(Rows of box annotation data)
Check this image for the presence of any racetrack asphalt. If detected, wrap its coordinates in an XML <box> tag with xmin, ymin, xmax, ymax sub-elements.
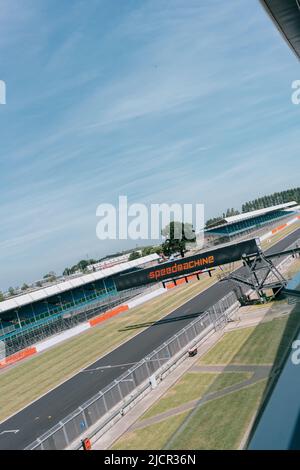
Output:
<box><xmin>0</xmin><ymin>229</ymin><xmax>300</xmax><ymax>450</ymax></box>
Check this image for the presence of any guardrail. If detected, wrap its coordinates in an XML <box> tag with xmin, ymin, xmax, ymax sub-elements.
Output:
<box><xmin>26</xmin><ymin>292</ymin><xmax>239</xmax><ymax>450</ymax></box>
<box><xmin>26</xmin><ymin>240</ymin><xmax>299</xmax><ymax>450</ymax></box>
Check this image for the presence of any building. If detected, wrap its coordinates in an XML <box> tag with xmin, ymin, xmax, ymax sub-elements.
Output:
<box><xmin>0</xmin><ymin>254</ymin><xmax>159</xmax><ymax>355</ymax></box>
<box><xmin>204</xmin><ymin>201</ymin><xmax>299</xmax><ymax>243</ymax></box>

**The exercise**:
Retype every line of the records above exactly, omitting the pictures.

**Output for this exercise**:
Check this image for the presence of any racetrack asphalt. If detected, wrap its coordinates in an XML <box> tag with xmin, ymin, xmax, ymax sub-elements.
Output:
<box><xmin>0</xmin><ymin>229</ymin><xmax>300</xmax><ymax>450</ymax></box>
Check this image for the presence of any guardrail. If detected, wrap its coordinates in an XML <box> tag with xmin, ymin, xmax, ymax sub-elements.
Output:
<box><xmin>26</xmin><ymin>292</ymin><xmax>239</xmax><ymax>450</ymax></box>
<box><xmin>26</xmin><ymin>240</ymin><xmax>299</xmax><ymax>450</ymax></box>
Check this image for the presence of any building. If detected, wrap its coordinates in an XML <box> tag with xmin, ymin, xmax, ymax sub-elements.
Output:
<box><xmin>0</xmin><ymin>254</ymin><xmax>159</xmax><ymax>355</ymax></box>
<box><xmin>204</xmin><ymin>201</ymin><xmax>299</xmax><ymax>243</ymax></box>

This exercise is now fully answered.